* [Exercise description]: Consider the listing below. Extract exactly the lines from the line containing "the red tracksuit" to the line containing "of the dirt", both included.

* [Material provided]:
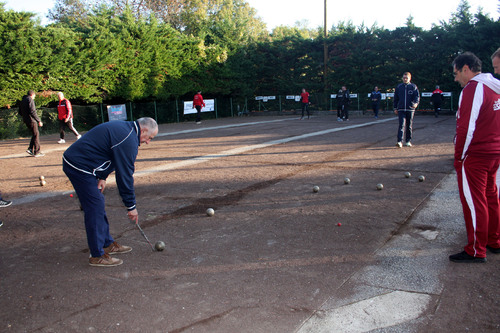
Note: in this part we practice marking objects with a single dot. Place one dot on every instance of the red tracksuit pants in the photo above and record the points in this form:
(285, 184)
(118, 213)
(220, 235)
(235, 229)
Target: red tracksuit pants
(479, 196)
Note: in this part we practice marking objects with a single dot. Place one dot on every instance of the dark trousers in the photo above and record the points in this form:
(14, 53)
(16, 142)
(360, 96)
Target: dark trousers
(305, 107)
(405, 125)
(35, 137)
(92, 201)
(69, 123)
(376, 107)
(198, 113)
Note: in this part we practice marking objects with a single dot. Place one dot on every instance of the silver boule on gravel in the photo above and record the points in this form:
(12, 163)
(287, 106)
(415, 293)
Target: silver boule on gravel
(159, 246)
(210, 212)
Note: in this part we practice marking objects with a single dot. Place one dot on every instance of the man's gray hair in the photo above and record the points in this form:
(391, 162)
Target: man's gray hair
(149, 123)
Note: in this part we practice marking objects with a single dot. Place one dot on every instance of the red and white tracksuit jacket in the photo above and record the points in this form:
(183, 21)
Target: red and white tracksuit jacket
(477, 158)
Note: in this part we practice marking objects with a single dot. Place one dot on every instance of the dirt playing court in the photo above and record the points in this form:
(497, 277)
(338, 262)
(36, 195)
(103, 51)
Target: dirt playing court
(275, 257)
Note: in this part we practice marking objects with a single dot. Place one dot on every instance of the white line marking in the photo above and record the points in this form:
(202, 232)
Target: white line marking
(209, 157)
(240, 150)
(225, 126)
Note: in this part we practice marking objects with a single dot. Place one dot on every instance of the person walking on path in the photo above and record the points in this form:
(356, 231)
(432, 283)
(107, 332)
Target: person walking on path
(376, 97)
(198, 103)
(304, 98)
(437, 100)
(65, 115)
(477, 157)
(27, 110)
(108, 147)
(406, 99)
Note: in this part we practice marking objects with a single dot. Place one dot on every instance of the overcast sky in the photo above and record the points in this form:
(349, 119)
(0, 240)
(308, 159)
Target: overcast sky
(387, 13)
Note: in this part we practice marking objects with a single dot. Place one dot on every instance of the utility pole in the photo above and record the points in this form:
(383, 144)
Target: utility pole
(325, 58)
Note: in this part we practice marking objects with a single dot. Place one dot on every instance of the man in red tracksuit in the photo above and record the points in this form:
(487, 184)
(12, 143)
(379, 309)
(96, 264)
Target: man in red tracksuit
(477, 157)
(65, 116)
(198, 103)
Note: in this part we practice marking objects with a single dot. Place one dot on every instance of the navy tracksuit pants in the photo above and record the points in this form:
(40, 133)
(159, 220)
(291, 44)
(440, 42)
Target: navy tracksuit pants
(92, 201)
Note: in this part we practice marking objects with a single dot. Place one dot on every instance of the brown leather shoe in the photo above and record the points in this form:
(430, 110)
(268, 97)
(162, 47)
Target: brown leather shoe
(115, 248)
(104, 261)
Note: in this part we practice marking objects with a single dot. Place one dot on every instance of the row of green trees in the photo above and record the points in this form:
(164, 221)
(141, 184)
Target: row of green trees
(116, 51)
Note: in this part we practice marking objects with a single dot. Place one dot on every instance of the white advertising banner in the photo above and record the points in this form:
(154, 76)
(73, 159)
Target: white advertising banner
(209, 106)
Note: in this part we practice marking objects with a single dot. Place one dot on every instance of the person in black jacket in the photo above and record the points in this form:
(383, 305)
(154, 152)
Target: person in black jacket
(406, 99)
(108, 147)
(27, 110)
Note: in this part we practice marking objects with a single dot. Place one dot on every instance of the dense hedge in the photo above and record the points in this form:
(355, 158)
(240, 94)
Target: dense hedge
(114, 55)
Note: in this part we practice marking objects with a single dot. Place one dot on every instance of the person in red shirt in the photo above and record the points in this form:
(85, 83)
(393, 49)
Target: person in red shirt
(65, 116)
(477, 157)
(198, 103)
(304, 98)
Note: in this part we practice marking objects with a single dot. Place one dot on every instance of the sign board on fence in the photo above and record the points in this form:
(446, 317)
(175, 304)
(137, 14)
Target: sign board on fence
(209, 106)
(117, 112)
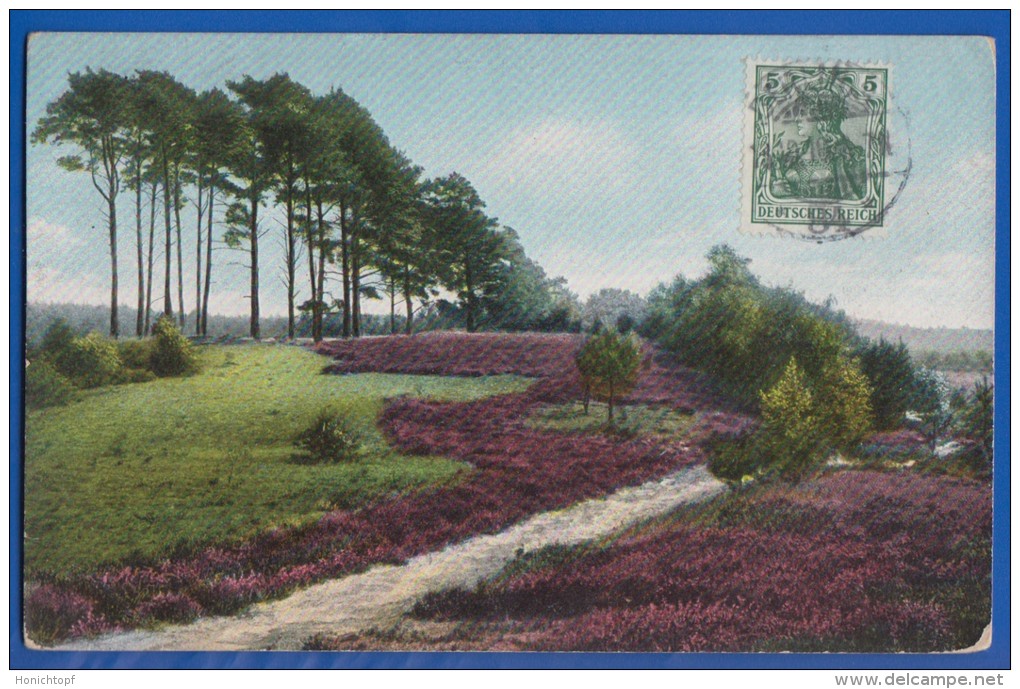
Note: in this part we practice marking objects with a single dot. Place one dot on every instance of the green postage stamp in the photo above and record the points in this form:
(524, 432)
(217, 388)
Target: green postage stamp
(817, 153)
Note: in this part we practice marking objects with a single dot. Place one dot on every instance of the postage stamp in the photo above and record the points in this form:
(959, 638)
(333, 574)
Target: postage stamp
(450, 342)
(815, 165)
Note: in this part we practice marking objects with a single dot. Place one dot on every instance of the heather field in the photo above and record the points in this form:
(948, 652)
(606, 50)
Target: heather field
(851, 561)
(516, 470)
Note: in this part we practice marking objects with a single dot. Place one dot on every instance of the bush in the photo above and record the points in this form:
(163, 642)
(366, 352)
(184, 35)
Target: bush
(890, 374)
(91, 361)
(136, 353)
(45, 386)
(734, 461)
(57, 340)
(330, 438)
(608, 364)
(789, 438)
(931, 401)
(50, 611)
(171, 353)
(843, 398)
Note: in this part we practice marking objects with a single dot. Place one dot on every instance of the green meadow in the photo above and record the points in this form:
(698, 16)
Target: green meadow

* * *

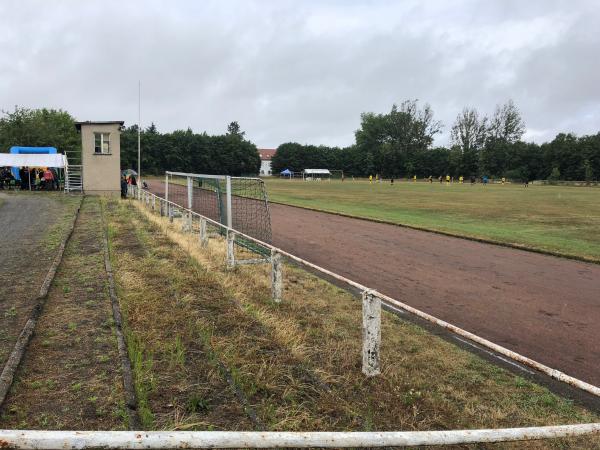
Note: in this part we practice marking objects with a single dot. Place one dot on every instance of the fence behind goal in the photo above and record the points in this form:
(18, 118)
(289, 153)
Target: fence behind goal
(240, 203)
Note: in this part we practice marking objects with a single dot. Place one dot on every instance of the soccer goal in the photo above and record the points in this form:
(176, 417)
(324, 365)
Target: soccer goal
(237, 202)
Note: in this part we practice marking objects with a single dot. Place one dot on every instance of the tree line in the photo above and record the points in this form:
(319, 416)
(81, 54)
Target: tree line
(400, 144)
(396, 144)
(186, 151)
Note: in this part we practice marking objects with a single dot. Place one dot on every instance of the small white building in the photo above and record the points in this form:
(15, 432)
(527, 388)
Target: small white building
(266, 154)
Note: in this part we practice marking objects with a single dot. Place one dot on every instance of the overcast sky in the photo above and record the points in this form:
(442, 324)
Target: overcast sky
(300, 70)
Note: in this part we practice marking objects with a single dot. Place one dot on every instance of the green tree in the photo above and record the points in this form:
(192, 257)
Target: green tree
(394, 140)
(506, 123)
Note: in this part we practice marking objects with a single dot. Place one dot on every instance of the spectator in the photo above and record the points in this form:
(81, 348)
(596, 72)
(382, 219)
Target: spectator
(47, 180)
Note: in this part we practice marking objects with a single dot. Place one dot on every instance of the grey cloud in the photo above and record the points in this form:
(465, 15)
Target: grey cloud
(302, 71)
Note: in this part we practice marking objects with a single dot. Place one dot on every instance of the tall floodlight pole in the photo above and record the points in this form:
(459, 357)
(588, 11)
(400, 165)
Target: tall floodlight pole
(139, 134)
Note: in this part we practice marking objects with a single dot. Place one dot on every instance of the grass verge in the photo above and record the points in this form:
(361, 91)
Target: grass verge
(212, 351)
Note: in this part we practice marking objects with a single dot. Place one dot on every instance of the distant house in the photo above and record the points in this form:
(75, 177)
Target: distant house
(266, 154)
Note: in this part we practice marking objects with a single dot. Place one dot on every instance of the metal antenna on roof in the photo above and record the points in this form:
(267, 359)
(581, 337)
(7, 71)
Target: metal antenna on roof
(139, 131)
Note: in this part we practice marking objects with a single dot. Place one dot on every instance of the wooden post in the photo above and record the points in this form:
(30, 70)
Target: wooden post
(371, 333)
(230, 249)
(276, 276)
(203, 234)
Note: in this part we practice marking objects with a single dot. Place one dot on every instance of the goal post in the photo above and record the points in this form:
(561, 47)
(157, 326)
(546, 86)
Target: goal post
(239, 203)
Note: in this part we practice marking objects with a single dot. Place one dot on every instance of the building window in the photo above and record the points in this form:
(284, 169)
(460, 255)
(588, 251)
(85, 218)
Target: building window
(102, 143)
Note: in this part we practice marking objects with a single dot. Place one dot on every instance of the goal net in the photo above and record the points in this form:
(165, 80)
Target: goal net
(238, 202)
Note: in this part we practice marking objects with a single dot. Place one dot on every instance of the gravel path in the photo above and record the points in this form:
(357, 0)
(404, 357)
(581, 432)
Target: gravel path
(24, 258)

* [The completed task]:
Note: in this part we practice marking objects with a single dot. Place one dot on every instance of the red tracksuit pants in the photo above and record the points in this form:
(285, 184)
(118, 213)
(220, 235)
(235, 229)
Target: red tracksuit pants
(479, 196)
Note: in this part we practice marking objects with a single dot. Place one dot on every instance of the dark trousers in the photo above and record the points in this form:
(14, 53)
(16, 142)
(360, 96)
Target: dark trousers
(305, 107)
(405, 125)
(35, 137)
(92, 201)
(69, 123)
(376, 107)
(198, 113)
Note: in this part we practice marking objects with a single dot. Place one dot on every instance of the silver boule on gravel in the photo above and record the points in this form:
(12, 163)
(287, 106)
(415, 293)
Target: silver boule on gravel
(159, 246)
(210, 212)
Note: in this part we practice marking objects with a single dot. Place one dot on every instance of the man's gray hair in the photo above and record the points in this form:
(391, 162)
Target: man's gray hair
(149, 123)
Note: in this part we practice marking objects with a single dot. Place one dot on every instance of the red and white tracksuit jacket in the photo above and record the points in this form:
(183, 21)
Target: red and white tracksuit jacket
(477, 158)
Note: in this part we practice marking objects with a single dot. Place one dot on every instance of the dirt playing court in the photo above and record the points in this form:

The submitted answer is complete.